▸ **What you need to do**
Copy out all of the material exactly as presented.

(Entries from a pointing dataset)
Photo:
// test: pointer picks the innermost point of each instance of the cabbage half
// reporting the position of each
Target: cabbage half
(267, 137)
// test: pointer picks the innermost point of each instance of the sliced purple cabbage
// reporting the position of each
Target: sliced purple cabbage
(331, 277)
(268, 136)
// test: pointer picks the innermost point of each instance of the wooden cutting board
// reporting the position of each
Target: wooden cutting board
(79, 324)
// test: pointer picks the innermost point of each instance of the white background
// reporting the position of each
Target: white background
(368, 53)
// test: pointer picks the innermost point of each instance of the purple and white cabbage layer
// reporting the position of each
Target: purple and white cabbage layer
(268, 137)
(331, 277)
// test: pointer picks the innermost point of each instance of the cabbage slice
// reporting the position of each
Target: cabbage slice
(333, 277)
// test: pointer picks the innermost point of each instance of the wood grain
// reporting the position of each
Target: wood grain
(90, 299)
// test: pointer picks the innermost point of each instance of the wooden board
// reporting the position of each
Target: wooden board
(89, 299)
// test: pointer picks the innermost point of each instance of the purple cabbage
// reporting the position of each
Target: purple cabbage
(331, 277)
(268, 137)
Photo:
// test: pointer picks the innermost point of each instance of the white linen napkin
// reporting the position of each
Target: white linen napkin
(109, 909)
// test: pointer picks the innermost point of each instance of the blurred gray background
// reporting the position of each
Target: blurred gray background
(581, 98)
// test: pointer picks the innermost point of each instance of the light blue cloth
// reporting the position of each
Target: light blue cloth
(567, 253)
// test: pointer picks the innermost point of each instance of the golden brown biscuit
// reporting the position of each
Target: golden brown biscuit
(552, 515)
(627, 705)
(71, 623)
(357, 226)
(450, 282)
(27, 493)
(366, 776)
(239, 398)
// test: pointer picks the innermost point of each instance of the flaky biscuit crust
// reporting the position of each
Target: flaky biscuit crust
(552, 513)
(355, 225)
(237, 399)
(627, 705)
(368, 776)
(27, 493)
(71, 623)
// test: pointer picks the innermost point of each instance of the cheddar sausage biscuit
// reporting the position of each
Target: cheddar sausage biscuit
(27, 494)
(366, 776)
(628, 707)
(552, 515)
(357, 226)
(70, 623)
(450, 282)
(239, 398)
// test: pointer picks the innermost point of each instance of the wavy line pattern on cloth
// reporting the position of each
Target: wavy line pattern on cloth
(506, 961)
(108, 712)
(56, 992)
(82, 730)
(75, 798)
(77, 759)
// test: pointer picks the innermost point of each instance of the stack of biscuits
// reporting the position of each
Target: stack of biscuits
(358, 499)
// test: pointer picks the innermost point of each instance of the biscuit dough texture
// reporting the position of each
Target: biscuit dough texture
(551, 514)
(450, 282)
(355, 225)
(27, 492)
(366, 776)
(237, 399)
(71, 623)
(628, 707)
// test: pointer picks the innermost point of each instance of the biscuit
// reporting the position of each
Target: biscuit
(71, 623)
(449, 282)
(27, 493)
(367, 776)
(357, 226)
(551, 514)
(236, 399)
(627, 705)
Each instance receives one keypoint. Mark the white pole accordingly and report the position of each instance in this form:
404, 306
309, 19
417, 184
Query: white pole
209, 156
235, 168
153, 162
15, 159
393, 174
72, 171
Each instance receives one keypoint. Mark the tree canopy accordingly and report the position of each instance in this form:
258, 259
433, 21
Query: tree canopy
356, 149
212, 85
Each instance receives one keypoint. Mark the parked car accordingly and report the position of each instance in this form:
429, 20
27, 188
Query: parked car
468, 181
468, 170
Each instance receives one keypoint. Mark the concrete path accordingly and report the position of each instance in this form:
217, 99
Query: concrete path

▸ **Solution to the exercise**
Photo:
// test: pointer picks the innermost point of each instance of the cabbage half
// reporting the position of each
Target: cabbage half
(267, 137)
// test: pointer picks the innermost point of each instance of the sliced purple cabbage
// reporting the position of each
Target: sliced purple cabbage
(331, 277)
(268, 136)
// test: pointer picks the innermost point of each instance of the wooden cutting board
// reporting the position of each
Target: wooden cutting board
(79, 324)
// test: pointer picks the innermost point of each instance of the white background
// reporting the position of each
Target: white background
(368, 53)
// test: pointer picks the innermost point of each instance of the purple and white cabbage layer
// reporting the position of each
Target: purple and white cabbage layer
(268, 137)
(331, 277)
// test: pointer picks the innermost point of each instance of the cabbage slice
// reporting the position of each
Target: cabbage slice
(333, 277)
// test: pointer picks the innermost point of each instance of the wood grain
// reporting the position of each
Target: wood grain
(90, 299)
// test: pointer picks the innermost point of each instance of the wooden board
// reporting the position of each
Target: wooden board
(89, 299)
// test: pointer picks the innermost point of each instance of the purple cabbage
// reporting the position of each
Target: purple cabbage
(331, 277)
(268, 137)
Photo:
// test: pointer picks the innermost point of each instance of the white linen napkin
// reporting the position of each
Target: white linen napkin
(109, 909)
// test: pointer picks the innermost point of each instance of the blurred gray background
// reporting the position of each
Target: blurred gray background
(581, 98)
// test: pointer picks the innermost point of each instance of the light blue cloth
// reporting the position of each
Target: light blue cloth
(567, 253)
// test: pointer picks the innermost point of each instance of the golden brown biscuit
// reporting the position of each
Target: golden brown biscuit
(552, 515)
(627, 705)
(71, 623)
(357, 226)
(450, 282)
(27, 493)
(366, 776)
(239, 398)
// test: pointer picks the innermost point of each instance of the flaky biscuit crust
// reporting the position of each
Target: flaky biscuit crust
(552, 513)
(355, 225)
(237, 399)
(627, 705)
(368, 776)
(27, 493)
(71, 623)
// test: pointer picks the innermost point of each instance of the cheddar sausage biscuit
// reporting the position of each
Target: cheddar sausage biscuit
(27, 494)
(366, 776)
(628, 707)
(552, 515)
(357, 226)
(70, 623)
(450, 282)
(239, 398)
// test: pointer picks the innermost point of each instance of the wavy line pattern on cloth
// reporting the position of each
Target: wavy line pattern on cloth
(506, 961)
(108, 712)
(56, 992)
(82, 730)
(75, 798)
(77, 759)
// test: pointer picks the innermost point of each instance of the stack of biscuits
// reporting the position of each
Target: stack of biscuits
(358, 499)
// test: pointer picks the innermost point of each instance of the biscuit dough texture
// reporting the position of each
Target: biscuit dough texture
(551, 514)
(450, 282)
(355, 225)
(27, 492)
(366, 776)
(237, 399)
(71, 623)
(628, 707)
// test: pointer picks the innermost point of each instance of the biscuit
// reporting the position of each
Target: biscuit
(71, 623)
(449, 282)
(27, 493)
(367, 776)
(357, 226)
(551, 514)
(236, 399)
(627, 705)
Each instance receives one keypoint. Mark the white pole accordingly and report the position of each instance in this form:
404, 306
309, 19
417, 184
Query: white pole
209, 156
235, 168
153, 162
15, 159
393, 174
72, 171
Each instance receives one keypoint. Mark the tree canopy accordingly and report the position of each instance in this form:
258, 259
433, 21
Query: tree canopy
356, 149
212, 85
Each instance receives one keypoint. Mark the parked car accordingly and report the position of each instance in this form:
429, 20
27, 188
Query: parked car
468, 181
468, 170
Each instance receives one keypoint. Mark the concrete path accordingly and report the position of each instance in this form:
217, 99
Query: concrete path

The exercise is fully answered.